• [Data for processing]:
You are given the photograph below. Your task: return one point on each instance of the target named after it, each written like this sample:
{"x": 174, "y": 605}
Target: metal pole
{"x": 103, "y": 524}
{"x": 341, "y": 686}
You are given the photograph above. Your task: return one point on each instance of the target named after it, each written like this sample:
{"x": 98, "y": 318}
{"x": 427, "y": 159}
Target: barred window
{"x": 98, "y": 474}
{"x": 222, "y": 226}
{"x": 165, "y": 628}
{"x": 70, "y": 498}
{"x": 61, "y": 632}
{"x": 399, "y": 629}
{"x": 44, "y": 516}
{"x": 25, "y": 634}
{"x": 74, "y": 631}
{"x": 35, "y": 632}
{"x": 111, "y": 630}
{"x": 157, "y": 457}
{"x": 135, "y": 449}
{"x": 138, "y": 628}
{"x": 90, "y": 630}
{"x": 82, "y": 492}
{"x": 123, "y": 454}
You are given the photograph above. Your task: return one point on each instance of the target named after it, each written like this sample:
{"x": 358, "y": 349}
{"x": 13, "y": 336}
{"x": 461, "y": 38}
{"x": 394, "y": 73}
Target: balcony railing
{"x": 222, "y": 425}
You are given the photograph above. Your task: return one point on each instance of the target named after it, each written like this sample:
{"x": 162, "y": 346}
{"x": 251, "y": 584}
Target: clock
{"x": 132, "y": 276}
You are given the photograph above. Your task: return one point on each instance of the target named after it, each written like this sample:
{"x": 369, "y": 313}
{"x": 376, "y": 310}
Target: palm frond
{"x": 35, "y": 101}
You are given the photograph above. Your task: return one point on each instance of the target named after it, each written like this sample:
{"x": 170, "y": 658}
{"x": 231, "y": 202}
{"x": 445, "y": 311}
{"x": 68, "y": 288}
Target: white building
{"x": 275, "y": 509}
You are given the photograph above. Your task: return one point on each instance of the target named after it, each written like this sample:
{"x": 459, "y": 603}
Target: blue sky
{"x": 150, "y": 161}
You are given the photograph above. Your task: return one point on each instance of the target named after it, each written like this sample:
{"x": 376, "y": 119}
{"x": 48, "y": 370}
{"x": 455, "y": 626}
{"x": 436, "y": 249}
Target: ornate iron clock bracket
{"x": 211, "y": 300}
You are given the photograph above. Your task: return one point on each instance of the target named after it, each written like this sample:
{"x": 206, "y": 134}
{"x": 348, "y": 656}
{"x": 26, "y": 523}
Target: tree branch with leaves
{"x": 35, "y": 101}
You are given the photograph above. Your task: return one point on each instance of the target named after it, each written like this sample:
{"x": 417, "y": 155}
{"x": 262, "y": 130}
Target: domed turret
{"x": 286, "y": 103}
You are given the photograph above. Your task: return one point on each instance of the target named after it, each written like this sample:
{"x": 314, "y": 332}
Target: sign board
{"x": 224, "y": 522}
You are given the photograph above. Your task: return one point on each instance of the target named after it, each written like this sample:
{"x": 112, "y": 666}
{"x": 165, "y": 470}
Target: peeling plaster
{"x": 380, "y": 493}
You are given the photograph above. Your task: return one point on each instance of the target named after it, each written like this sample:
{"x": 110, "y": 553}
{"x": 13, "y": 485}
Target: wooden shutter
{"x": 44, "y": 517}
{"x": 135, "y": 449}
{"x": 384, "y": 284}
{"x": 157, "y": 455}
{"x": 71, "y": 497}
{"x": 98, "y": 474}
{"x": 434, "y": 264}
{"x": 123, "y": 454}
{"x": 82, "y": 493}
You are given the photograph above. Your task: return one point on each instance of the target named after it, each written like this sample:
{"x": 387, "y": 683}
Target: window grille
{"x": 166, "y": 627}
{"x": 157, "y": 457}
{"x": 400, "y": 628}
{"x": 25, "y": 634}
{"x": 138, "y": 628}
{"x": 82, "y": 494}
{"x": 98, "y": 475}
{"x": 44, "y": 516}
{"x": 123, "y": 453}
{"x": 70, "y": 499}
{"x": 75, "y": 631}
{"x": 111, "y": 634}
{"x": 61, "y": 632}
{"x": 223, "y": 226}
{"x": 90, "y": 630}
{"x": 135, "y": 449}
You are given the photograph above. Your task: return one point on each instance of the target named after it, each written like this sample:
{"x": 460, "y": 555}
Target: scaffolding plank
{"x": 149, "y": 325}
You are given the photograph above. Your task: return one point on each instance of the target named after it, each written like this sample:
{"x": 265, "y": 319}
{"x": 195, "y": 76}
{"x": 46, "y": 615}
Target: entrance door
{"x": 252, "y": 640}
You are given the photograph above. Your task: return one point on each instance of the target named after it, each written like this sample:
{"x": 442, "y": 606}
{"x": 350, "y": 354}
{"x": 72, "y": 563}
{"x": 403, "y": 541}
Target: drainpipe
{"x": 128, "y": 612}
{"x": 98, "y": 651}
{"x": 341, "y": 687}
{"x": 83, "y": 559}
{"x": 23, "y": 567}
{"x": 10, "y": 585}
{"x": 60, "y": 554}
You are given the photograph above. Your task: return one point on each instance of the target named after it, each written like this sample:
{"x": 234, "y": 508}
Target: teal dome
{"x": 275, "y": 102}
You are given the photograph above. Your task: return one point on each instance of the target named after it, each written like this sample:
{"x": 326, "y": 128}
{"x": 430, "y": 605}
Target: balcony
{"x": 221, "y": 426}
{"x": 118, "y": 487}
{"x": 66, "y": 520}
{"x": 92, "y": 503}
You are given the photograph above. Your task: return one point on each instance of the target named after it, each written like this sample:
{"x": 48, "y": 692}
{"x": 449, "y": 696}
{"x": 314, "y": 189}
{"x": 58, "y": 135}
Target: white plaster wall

• [Exercise objective]: Reproduce the material above, every line of it, exactly.

• [Answer section]:
You are given the photograph below. Your task: return one point on each instance of the target named after it, each written like this sample:
{"x": 174, "y": 605}
Target: metal pole
{"x": 103, "y": 524}
{"x": 341, "y": 686}
You are given the photograph above. Your task: return one point on each instance of the target named after it, each written like this sample:
{"x": 98, "y": 318}
{"x": 427, "y": 159}
Target: barred window
{"x": 98, "y": 474}
{"x": 222, "y": 226}
{"x": 165, "y": 628}
{"x": 70, "y": 498}
{"x": 61, "y": 632}
{"x": 399, "y": 629}
{"x": 44, "y": 516}
{"x": 25, "y": 634}
{"x": 74, "y": 631}
{"x": 35, "y": 632}
{"x": 111, "y": 630}
{"x": 157, "y": 457}
{"x": 135, "y": 449}
{"x": 138, "y": 628}
{"x": 90, "y": 630}
{"x": 82, "y": 492}
{"x": 123, "y": 454}
You are given the photograph above. Your task: return one point on each instance of the target named after it, each written like this sample:
{"x": 358, "y": 349}
{"x": 13, "y": 336}
{"x": 461, "y": 38}
{"x": 394, "y": 73}
Target: balcony railing
{"x": 222, "y": 425}
You are given the photograph above. Your task: return one point on each instance of the target named after it, each written like this sample:
{"x": 162, "y": 346}
{"x": 251, "y": 584}
Target: clock
{"x": 132, "y": 276}
You are given the photograph above. Your task: return one point on each instance of the target named after it, each written like this sample:
{"x": 369, "y": 313}
{"x": 376, "y": 310}
Target: palm frond
{"x": 35, "y": 101}
You are given the photograph above. Your task: return one point on each instance of the target named after it, each written like this sample:
{"x": 170, "y": 658}
{"x": 231, "y": 202}
{"x": 445, "y": 311}
{"x": 68, "y": 288}
Target: white building
{"x": 275, "y": 509}
You are given the photograph above. Your task: return one point on each instance of the target named after it, each written like this sample:
{"x": 459, "y": 603}
Target: blue sky
{"x": 150, "y": 161}
You are given the photograph above. Your task: return one point on each instance of the target named after it, each written like this sample:
{"x": 376, "y": 119}
{"x": 48, "y": 370}
{"x": 455, "y": 626}
{"x": 436, "y": 249}
Target: ornate iron clock bracket
{"x": 211, "y": 300}
You are given the photograph above. Your task: return one point on each instance of the target named after it, each written like this sample:
{"x": 206, "y": 134}
{"x": 348, "y": 656}
{"x": 26, "y": 523}
Target: tree branch with leaves
{"x": 35, "y": 101}
You are given the photograph above. Your task: return one point on each instance of the target named after it, each written like this sample:
{"x": 417, "y": 155}
{"x": 262, "y": 130}
Target: domed turret
{"x": 286, "y": 103}
You are given the photograph above. Your task: return one point on each instance of the target named after it, each written like this sample:
{"x": 314, "y": 332}
Target: sign board
{"x": 224, "y": 522}
You are given the photograph above. Your task: return one point on each instance of the target named after it, each written like this sample:
{"x": 112, "y": 666}
{"x": 165, "y": 470}
Target: peeling plaster
{"x": 380, "y": 493}
You are given the photograph above. Your task: return one point on each instance of the target named after it, each written like this sample:
{"x": 110, "y": 553}
{"x": 13, "y": 485}
Target: wooden shutter
{"x": 44, "y": 517}
{"x": 135, "y": 449}
{"x": 384, "y": 284}
{"x": 157, "y": 455}
{"x": 71, "y": 497}
{"x": 98, "y": 474}
{"x": 434, "y": 264}
{"x": 123, "y": 454}
{"x": 82, "y": 493}
You are given the photograph above. Your task: return one point on each instance of the target named after it, each written like this sample:
{"x": 387, "y": 683}
Target: window grille
{"x": 166, "y": 627}
{"x": 157, "y": 457}
{"x": 400, "y": 628}
{"x": 25, "y": 634}
{"x": 138, "y": 628}
{"x": 82, "y": 494}
{"x": 98, "y": 475}
{"x": 44, "y": 516}
{"x": 123, "y": 453}
{"x": 70, "y": 499}
{"x": 75, "y": 631}
{"x": 111, "y": 634}
{"x": 61, "y": 632}
{"x": 223, "y": 226}
{"x": 90, "y": 630}
{"x": 135, "y": 449}
You are given the photograph above. Your task: return one point on each instance of the target named after it, each written like this sample:
{"x": 460, "y": 555}
Target: scaffolding plank
{"x": 149, "y": 325}
You are given the photograph above. Your task: return one point on each instance of the target named after it, each written like this sample:
{"x": 265, "y": 319}
{"x": 195, "y": 76}
{"x": 46, "y": 615}
Target: entrance door
{"x": 252, "y": 640}
You are given the photograph above. Your task: return one point on each instance of the target named after it, each written like this sample:
{"x": 442, "y": 606}
{"x": 350, "y": 354}
{"x": 72, "y": 563}
{"x": 403, "y": 541}
Target: drainpipe
{"x": 128, "y": 612}
{"x": 98, "y": 651}
{"x": 341, "y": 687}
{"x": 83, "y": 559}
{"x": 23, "y": 567}
{"x": 10, "y": 585}
{"x": 60, "y": 554}
You are given the photograph above. Your task: return one point on each instance of the target named after it, each written like this sample:
{"x": 234, "y": 508}
Target: teal dome
{"x": 275, "y": 102}
You are given the photograph above. Your task: return one point on each instance of the target named after it, each written like this sample:
{"x": 326, "y": 128}
{"x": 430, "y": 605}
Target: balcony
{"x": 221, "y": 426}
{"x": 118, "y": 487}
{"x": 66, "y": 520}
{"x": 92, "y": 503}
You are given the photograph above. Your task: return one point on each instance of the target named after it, each written like this sample:
{"x": 48, "y": 692}
{"x": 449, "y": 696}
{"x": 314, "y": 189}
{"x": 58, "y": 135}
Target: white plaster wall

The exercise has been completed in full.